EXTRACT PROVIDED ▸
## start

That's not the scenario I posed, although perhaps the presentation wasn't clear. So to be perfectly clear so there are no misunderstandings, the thief was told to steal your car or his wife would be executed.

Clearly he's morally culpable for stealing the car in one scenario and not in the other. This distinction can be clearly made using free will. You claim you don't need free will to make this distinction, so I'd like to hear how you do so.

2 comments

He is responsible for stealing the car in both situations. He has an excuse in one, but excuse doesn't stop responsibility, and both doesn't require a free will to exist.

To provide better example - one guy blackmails you to kill me, or he will kill your whole family. You still have a choice.

You make your choice or it's predetermined cause no free will - it doesn't matter.

You are responsible for your choice, and the blackmailer is responsible for the blackmail. You have an excuse why you choose the way you did, and it may be decided to be a good thing to do or evil, depending on the morality of particular person (basically the trolley problem).

With car the responsibility for stealing compared to the responsibility for a murder is negligible, so people focus on the second one. But both are still there, they don't cancel out.

> He is responsible for stealing the car in both situations.

He's causally responsible yes, free will is about assigning moral responsibility. The validity of various reasons for acting immorally is precisely the question that free will addresses.

> free will is about assigning moral responsibility

Moral responsibility seems to me to be the same as the casual responsibility in these cases?

There's the famous "goal does/does not justify means" - if blackmail removed your moral responsibility then it's meaningless because there's nothing to justify. I don't think it's the case.

I think moral responsibility is still there, it's just negligible compared to the alternatives.

And I still don't see how it requires free will (except for the useless definition "anything that learns and can make a choice" - then by definition we have a free will, but that was never in question, why even waste a word on such a concept?).

> He's causally responsible yes

On one case, only as inevitable intermediary in the chain of causation, in the other as a necessary part of the ultimate, uncaused causation.

These are very different senses of “causally responsible”.

> free will is about assigning moral responsibility.

Only indirectly, in the context of it being assumed axiomatically that having ones will be a necessary uncaused cause of the outcome is required for moral responsibility; it's directly about assigning root cause.

> These are very different senses of “causally responsible”.

The posters I'm engaging here don't believe in uncaused causation (nor do I), so there's little difference in the causal character of the thief's actions here in either case.

> The posters I'm engaging here don't believe in uncaused causation

Free will is, by definition, both uncaused and a cause of other actions. If you don't believe in uncaused causation, you don't believe in free will, but you can't discuss the meaning and implication of free will in any meaningful way while ignoring the entirety of it's definition whether or not you believe in free will (or the broader conceptual class of uncaused causes of which free will is a part.)

> Free will is, by definition, both uncaused and a cause of other actions.

No it's not. The free will debate is about defining what free will actually means so that we can assign moral responsibility.

## end

TASKS TO COMPLETE ▸
**a)** Do these statements agree with the free will discussion? (i) The thief was told to steal the car or his wife would be executed. (ii) One commenter holds that having an excuse removes responsibility. (iii) The commenter who refers to "the posters I'm engaging here" believes in uncaused causation. For each, answer yes or no and quote the deciding words of the text.
**b)** In the free will discussion, rewrite the stretch from "And I still" through "ultimate, uncaused causation.", replacing "intermediary" with "link".
**c)** How would the free will discussion go on? Continue it from its last sentence.

Point annotation dataset records
## start

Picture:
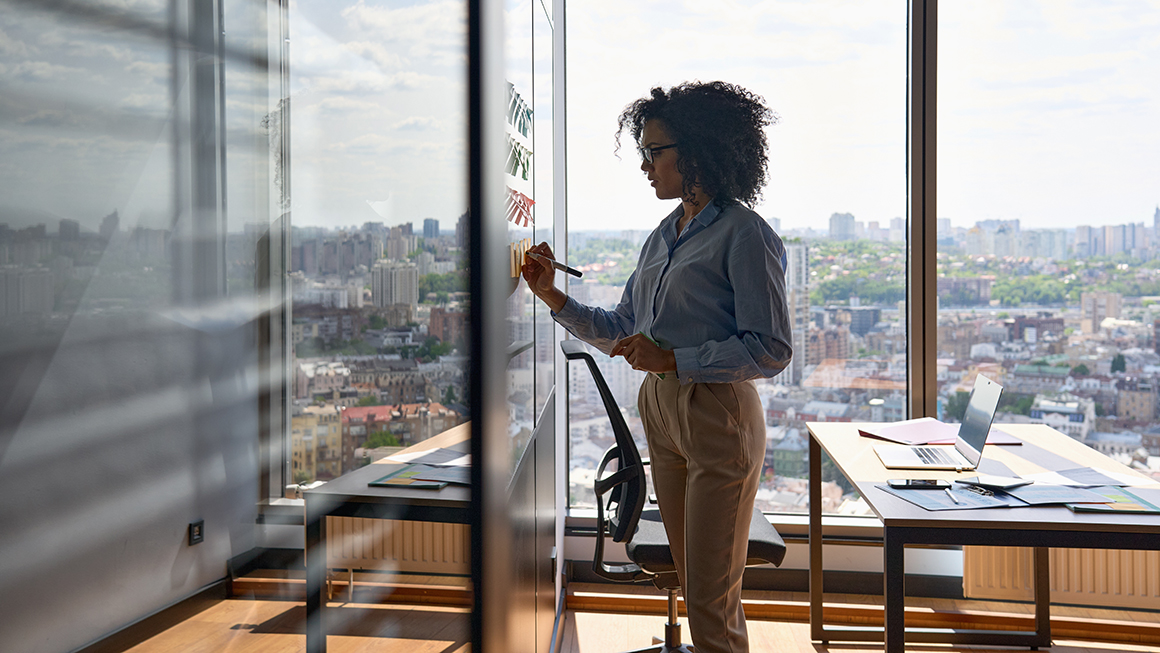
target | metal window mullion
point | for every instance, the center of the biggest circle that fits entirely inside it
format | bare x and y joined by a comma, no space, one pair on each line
921,297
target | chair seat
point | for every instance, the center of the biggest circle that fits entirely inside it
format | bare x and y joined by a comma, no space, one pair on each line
650,549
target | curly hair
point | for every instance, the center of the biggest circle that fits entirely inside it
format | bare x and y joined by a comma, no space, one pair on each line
719,130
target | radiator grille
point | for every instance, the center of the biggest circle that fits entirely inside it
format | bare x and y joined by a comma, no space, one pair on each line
1086,577
356,543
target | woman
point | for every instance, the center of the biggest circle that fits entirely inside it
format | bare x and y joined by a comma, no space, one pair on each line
705,312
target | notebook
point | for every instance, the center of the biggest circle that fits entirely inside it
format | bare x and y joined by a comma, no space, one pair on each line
968,449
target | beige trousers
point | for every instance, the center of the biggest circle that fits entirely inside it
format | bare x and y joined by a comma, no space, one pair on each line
707,442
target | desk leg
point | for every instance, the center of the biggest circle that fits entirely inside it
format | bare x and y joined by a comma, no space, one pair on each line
817,626
316,578
894,592
1039,560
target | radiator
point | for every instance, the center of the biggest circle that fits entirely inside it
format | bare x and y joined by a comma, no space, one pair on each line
1085,577
426,548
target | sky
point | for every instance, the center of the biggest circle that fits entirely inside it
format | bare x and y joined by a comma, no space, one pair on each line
1048,109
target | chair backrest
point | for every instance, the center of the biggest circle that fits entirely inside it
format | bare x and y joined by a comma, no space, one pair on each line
625,487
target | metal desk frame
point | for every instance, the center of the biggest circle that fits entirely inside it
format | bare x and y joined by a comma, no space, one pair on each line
350,496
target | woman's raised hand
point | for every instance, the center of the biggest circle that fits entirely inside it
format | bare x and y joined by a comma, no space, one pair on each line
541,276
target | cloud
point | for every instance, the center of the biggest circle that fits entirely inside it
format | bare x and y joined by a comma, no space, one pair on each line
37,71
433,33
417,123
48,118
13,46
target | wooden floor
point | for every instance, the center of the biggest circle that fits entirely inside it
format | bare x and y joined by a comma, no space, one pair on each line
278,626
249,625
593,632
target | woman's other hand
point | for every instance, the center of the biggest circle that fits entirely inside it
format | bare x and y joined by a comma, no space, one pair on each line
643,354
541,277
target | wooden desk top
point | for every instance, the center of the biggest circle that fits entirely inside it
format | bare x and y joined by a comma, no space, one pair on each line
1043,449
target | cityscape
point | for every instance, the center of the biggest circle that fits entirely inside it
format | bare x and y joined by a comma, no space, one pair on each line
1067,320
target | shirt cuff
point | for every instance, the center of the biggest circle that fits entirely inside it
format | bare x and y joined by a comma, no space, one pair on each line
688,368
568,313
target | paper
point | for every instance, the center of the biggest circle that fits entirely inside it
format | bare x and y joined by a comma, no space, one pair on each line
1088,477
405,477
993,481
1119,500
939,500
1042,494
929,430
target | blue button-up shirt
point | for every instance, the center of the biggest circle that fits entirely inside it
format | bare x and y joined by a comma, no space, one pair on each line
715,296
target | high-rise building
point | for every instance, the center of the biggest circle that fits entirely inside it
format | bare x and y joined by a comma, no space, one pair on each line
394,282
461,231
26,291
401,242
898,230
841,226
110,223
70,230
1095,307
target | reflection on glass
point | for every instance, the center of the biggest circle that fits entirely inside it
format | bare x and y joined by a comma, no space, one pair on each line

## end

ANSWERS GIVEN ▸
**a)**
(i) Yes: "the thief was told to steal your car or his wife would be executed."
(ii) No: "excuse doesn't stop responsibility"
(iii) No: "don't believe in uncaused causation (nor do I)"

**b)**
And I still don't see how it requires free will (except for the useless definition "anything that learns and can make a choice" - then by definition we have a free will, but that was never in question, why even waste a word on such a concept?).

> He's causally responsible yes

On one case, only as inevitable link in the chain of causation, in the other as a necessary part of the ultimate, uncaused causation.

**c)**
The scientific meaning of "free will" as experimenters being able to setup their instruments free from influence of that which they're measuring is not what's being discussed here.

I get your point - where does the distinction lie? At what point does responsibility shift? And I understand that you argue free will is necessary to make that distinction.

But you don't need free will to do that. You need a system of inputs that result in an output, with that output being the decision. It's still all a matter of causality. We've evolved in such a way that we want to stay alive, and that the vast majority of people value being alive over having a replaceable object. Or, I suppose in this example, their spouse being alive. Our collective morality is the result of that system of inputs.

If you get right down to it, it's a value judgment on life vs. property. Those values are shaped based off of our past.

You still haven't answered the question. You can't claim that we don't need free will to address these questions while simultaneously refusing to provide even a single alternative concept or process that could do so equally well.

Clearly some quality leads people to make a distinction between the scenarios I presented. Compatibilism calls this quality the free will of the agent in question. This is not an earth-shattering concept and does not violate any scientific principles, and it matches how people talk and reason about these scenarios.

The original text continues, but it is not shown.